What the task requires >> Please rewrite the part of the listing below that opens with the line containing "highlight camera body" and runs through the end of the listing, giving only those lines. Keep each request and "Box:" line unchanged, and scale every bounding-box coordinate by 1.95, rounding to the nearest whole number with halves going up.

Records to process >>

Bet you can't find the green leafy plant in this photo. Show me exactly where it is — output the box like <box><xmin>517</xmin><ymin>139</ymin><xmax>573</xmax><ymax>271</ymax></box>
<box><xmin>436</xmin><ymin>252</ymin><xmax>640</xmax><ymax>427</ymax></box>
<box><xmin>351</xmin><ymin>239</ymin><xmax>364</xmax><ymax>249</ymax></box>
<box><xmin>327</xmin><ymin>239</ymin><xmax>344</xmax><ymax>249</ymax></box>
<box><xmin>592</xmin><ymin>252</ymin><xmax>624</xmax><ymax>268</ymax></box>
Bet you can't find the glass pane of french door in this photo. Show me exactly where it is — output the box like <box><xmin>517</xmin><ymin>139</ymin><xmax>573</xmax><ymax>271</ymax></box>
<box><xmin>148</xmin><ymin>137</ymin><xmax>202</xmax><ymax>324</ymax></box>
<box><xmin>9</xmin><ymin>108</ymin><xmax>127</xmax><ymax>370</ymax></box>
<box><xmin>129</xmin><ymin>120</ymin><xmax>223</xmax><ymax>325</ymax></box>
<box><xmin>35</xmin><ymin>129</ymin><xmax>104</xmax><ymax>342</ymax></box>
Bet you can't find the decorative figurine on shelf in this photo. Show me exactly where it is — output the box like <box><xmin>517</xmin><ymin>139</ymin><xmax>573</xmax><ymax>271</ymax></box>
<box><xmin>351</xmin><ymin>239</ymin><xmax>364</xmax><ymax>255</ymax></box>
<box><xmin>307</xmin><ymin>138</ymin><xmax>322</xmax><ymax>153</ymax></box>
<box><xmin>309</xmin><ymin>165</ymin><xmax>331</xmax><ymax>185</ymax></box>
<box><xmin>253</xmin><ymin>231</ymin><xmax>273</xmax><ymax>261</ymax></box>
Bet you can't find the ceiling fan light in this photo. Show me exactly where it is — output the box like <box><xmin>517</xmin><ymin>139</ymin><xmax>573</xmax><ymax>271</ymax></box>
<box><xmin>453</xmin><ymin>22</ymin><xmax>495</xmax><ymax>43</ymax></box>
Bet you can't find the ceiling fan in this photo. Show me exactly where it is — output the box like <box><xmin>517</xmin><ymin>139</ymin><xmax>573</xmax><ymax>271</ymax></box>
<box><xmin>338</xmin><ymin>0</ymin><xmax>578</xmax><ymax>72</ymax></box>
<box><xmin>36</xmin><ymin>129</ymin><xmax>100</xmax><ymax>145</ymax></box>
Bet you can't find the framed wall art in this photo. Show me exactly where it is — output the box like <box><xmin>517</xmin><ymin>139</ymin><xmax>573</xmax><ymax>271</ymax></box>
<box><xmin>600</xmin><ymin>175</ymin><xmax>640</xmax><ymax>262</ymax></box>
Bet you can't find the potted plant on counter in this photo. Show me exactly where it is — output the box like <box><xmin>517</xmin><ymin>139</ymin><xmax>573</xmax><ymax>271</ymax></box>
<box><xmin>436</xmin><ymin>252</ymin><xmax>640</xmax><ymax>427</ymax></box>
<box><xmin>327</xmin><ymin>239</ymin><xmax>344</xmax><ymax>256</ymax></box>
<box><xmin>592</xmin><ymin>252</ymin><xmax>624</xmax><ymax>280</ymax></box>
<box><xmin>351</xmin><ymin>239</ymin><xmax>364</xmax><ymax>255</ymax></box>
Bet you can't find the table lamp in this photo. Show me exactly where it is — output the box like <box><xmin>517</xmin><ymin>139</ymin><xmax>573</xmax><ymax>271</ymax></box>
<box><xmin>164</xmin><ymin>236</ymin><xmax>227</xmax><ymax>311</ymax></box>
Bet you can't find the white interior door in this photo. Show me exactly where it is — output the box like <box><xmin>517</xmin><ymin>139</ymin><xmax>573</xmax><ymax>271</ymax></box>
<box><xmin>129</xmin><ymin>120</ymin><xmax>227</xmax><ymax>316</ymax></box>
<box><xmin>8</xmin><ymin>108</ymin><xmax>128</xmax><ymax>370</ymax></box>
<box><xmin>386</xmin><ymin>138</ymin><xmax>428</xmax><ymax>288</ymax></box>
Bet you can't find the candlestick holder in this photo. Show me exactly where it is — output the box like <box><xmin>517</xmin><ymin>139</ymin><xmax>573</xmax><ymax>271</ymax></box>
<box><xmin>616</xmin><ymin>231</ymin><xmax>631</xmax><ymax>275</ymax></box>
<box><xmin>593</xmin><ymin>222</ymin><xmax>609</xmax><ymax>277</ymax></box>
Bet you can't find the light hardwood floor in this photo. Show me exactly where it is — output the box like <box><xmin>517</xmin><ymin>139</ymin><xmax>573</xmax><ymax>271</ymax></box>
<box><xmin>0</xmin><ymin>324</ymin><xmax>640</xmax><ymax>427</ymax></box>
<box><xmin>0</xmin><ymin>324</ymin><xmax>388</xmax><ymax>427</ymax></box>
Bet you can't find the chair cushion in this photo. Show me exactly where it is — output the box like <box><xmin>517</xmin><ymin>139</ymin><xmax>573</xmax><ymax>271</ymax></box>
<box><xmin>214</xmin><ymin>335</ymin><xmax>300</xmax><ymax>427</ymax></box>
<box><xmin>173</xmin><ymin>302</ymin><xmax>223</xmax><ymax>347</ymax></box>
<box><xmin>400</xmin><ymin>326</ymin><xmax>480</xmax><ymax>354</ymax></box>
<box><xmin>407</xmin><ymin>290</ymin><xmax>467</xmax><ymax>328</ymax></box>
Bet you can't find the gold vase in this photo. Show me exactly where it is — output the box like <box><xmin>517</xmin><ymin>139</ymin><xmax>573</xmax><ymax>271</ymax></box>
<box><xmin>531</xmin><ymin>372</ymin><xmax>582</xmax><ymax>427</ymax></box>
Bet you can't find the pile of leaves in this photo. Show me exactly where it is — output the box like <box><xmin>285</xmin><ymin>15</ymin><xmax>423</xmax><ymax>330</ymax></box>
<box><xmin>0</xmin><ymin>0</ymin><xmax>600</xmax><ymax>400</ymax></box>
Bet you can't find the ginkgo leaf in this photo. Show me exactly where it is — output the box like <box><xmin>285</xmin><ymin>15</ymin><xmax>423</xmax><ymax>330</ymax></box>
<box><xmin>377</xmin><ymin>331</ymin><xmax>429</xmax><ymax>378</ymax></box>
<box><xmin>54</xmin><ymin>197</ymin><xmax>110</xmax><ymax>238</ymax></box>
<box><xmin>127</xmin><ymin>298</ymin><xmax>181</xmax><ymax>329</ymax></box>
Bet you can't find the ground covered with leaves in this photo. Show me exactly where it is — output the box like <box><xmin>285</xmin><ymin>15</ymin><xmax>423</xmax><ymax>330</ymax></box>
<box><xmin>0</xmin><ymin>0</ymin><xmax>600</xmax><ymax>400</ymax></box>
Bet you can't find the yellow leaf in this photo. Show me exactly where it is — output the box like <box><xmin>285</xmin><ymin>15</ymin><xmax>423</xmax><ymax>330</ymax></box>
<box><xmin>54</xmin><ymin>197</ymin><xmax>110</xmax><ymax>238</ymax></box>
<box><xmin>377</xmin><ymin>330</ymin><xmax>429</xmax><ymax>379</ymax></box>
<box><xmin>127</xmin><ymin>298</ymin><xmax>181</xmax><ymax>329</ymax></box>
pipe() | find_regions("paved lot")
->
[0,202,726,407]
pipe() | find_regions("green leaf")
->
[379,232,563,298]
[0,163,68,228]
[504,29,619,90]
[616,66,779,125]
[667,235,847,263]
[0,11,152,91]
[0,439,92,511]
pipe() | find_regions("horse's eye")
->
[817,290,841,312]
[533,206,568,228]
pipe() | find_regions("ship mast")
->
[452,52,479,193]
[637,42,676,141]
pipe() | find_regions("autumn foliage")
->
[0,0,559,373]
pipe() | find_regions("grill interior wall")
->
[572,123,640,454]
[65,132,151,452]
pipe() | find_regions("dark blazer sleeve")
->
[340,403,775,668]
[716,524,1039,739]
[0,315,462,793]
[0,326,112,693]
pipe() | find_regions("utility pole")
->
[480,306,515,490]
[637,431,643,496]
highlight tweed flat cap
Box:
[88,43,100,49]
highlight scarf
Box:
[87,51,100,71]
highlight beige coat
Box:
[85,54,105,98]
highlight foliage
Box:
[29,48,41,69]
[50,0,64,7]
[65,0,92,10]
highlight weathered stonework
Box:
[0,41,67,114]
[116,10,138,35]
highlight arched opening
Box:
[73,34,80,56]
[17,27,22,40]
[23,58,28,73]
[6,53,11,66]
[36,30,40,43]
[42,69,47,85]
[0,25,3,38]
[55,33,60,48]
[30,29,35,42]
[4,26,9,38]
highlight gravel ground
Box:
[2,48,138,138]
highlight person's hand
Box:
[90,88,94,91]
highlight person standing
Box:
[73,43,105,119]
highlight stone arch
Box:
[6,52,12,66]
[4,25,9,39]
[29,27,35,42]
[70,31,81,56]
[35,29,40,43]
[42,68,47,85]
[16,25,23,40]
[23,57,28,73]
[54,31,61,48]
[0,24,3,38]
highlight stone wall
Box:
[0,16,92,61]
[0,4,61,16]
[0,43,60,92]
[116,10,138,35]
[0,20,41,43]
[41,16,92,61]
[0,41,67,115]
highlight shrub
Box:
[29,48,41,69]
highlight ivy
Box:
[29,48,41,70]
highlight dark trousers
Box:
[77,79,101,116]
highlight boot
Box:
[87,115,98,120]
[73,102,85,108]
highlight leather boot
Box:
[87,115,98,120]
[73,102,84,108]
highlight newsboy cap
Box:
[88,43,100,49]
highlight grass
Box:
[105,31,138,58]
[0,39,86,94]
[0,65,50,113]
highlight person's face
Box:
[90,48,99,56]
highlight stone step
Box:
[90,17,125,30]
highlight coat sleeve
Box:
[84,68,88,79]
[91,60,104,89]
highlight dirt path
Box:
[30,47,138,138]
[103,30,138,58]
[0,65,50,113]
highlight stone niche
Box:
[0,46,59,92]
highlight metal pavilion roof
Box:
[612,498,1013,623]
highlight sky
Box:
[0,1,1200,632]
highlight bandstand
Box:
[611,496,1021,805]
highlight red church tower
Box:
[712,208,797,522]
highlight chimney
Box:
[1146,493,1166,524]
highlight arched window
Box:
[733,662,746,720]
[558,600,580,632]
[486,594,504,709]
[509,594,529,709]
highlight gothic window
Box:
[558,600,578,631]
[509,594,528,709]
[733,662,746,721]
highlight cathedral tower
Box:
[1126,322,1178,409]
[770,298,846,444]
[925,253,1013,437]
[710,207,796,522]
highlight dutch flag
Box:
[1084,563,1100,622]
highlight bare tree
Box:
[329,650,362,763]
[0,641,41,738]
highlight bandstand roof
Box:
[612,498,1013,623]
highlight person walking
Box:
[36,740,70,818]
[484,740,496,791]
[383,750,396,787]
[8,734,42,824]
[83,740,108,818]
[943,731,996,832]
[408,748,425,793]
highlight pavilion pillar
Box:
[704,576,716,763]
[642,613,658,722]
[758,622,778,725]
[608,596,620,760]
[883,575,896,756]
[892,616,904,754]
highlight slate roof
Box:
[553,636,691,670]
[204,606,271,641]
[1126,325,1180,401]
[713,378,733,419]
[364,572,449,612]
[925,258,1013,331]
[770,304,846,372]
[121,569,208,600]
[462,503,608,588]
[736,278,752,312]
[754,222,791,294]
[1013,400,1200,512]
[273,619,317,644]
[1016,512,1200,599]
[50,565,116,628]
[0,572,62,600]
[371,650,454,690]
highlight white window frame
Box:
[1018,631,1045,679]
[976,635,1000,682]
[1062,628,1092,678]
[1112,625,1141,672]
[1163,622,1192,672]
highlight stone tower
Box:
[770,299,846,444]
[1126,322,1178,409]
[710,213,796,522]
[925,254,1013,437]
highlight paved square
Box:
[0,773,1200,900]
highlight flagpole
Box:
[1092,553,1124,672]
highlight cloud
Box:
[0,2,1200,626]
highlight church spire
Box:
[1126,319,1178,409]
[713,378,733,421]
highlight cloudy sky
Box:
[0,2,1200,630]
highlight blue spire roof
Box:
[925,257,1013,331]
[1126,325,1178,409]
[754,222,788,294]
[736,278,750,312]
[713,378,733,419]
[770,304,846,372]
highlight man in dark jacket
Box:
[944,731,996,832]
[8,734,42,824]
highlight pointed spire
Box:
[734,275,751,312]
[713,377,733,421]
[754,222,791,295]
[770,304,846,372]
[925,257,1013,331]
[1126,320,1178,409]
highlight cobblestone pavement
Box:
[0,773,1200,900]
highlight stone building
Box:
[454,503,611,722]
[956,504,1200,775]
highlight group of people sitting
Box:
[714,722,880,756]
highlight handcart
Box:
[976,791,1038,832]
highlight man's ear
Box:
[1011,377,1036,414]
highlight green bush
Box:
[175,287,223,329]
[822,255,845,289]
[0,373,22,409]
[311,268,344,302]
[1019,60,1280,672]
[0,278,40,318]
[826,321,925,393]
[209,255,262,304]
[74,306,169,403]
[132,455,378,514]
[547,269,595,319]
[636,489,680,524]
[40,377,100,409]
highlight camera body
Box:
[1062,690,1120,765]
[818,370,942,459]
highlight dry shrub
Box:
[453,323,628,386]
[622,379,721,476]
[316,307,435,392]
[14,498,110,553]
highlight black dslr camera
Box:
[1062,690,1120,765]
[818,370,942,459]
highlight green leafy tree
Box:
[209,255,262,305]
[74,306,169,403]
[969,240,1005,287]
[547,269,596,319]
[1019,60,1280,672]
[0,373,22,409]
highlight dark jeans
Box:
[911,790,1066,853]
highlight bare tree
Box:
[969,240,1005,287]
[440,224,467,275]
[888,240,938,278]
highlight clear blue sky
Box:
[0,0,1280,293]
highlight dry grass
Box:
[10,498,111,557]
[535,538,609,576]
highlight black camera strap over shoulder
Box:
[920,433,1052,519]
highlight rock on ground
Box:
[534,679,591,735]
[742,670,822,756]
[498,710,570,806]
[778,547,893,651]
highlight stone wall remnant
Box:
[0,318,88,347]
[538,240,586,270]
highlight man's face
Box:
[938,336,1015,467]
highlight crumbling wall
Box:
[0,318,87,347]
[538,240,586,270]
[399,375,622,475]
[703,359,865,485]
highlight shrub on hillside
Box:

Written response >>
highlight camera body
Box:
[2071,1346,2184,1492]
[1595,722,1837,895]
highlight dry shrub
Box:
[883,630,1225,753]
[1213,739,1406,928]
[616,599,848,764]
[27,971,215,1078]
highlight black dslr camera
Box:
[2071,1346,2184,1492]
[1595,722,1837,895]
highlight green leafy tree
Box:
[408,497,511,595]
[144,597,330,786]
[1890,468,1960,560]
[1067,525,1162,622]
[1987,117,2496,1310]
[0,727,43,798]
highlight dark jeans
Box:
[1776,1541,2079,1663]
highlight bare tree
Box:
[1890,468,1960,560]
[858,437,911,536]
[1732,468,1829,542]
highlight clear blue sky
Box:
[0,0,2496,571]
highlight dry grass
Box:
[20,971,216,1086]
[1043,1049,1188,1123]
highlight black camera strap over shoulder
Box:
[1794,844,2051,1012]
highlight rock on ground
Box:
[1041,1324,1152,1433]
[1447,1307,1603,1474]
[971,1385,1112,1572]
[1517,1067,1741,1269]
highlight stone wall remnant
Box:
[0,620,172,677]
[1049,468,1143,527]
highlight man's face
Box:
[1829,655,1979,911]
highlight crumbling wall
Box:
[0,620,170,677]
[1049,468,1143,527]
[778,731,1213,926]
[1371,700,1687,946]
highlight shrub on hillside
Box:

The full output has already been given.